··· Textabschnitt ···

Überzeitlicher Dualismus?

Yirmiyahu Yovel: “Kants Überzeugung, er könne der Moral eine absolute Begründung geben, führte ihn über Immanenz und den von der Kritik eingegrenzten Raum hinaus, denn er setzte (wie bei der Erkenntnis) ein einziges, zeitloses Paradigma menschlicher Vernunft als gegeben voraus, das Geschichte nur zu erklären hilft; aber nicht beeinflussen kann; und er gründete die Moral (anders als die Erkenntnis) direkt im ‘Noumenalen’. Dadurch verwandelte Kant die Transzendenz aus einem leeren Horizont in den konstitutiven Grund moralischer Imperative und ihrer angeblich überzeitlichen Universalität.
In der Frage der Normativität vertritt Kant also eine dogmatische Auffassung der Immanenz, Spinoza dagegen eine kritische. Bei Kant kann Vernunft nicht wie bei Spinoza als Teil der aktualen Welt verstanden werden, sondern sie bildet darüber und außerhalb eine zweite, selbständige Welt, wobei der Mensch als ‘Bürger’ an beiden Welten teilhat. Es handelt sich hier um einen säkularen Überrest des christlichen Dualismus, wonach der Mensch mit einer vom Himmel stammenden göttlichen Fähigkeit ausgestattet ist.”

··· Quellenmaterial ···

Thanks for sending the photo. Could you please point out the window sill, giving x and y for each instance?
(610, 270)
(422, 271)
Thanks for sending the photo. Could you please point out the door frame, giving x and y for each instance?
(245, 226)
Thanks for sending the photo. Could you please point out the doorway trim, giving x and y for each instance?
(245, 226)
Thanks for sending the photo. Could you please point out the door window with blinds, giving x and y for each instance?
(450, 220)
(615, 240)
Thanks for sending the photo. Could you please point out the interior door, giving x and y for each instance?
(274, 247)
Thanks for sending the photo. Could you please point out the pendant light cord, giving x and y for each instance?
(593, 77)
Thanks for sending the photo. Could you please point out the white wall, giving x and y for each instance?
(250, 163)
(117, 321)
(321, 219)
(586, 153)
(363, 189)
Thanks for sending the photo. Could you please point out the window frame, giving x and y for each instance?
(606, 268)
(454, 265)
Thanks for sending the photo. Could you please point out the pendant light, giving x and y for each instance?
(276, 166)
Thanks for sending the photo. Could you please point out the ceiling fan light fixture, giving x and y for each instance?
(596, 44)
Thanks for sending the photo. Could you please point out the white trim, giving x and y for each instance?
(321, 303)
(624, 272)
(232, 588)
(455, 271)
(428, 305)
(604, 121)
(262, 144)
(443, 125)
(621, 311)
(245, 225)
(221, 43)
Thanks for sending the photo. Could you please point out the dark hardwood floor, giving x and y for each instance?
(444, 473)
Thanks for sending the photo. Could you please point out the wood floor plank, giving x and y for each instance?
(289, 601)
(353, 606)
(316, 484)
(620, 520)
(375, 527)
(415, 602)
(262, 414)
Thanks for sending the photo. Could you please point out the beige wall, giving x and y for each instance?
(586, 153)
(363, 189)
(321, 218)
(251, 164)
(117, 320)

···

### Aufgaben
**1)** Prüfe, ob die Aussagen (a), (b) und (c) mit dem Textabschnitt über Kant und Spinoza übereinstimmen, und antworte jeweils mit Ja oder Nein samt den entscheidenden Worten im genauen Wortlaut. (a) Spinoza vertritt in der Frage der Normativität eine kritische Auffassung der Immanenz. (b) Kant gründete die Moral ebenso wie die Erkenntnis direkt im Noumenalen. (c) Kants Auffassung wird als säkularer Überrest des christlichen Dualismus bezeichnet.
**2)** Gib an, als was der Mensch laut dem Textabschnitt über Kant und Spinoza bei Kant an beiden Welten teilhat.
Das Material stammt aus einer anderen Quelle.

### Ergebnisse
**1)**
(a) Ja: „Spinoza dagegen eine kritische“
(b) Nein: „und er gründete die Moral (anders als die Erkenntnis) direkt im ‘Noumenalen’“
(c) Ja: „Es handelt sich hier um einen säkularen Überrest des christlichen Dualismus“

**2)** Als ‘Bürger’.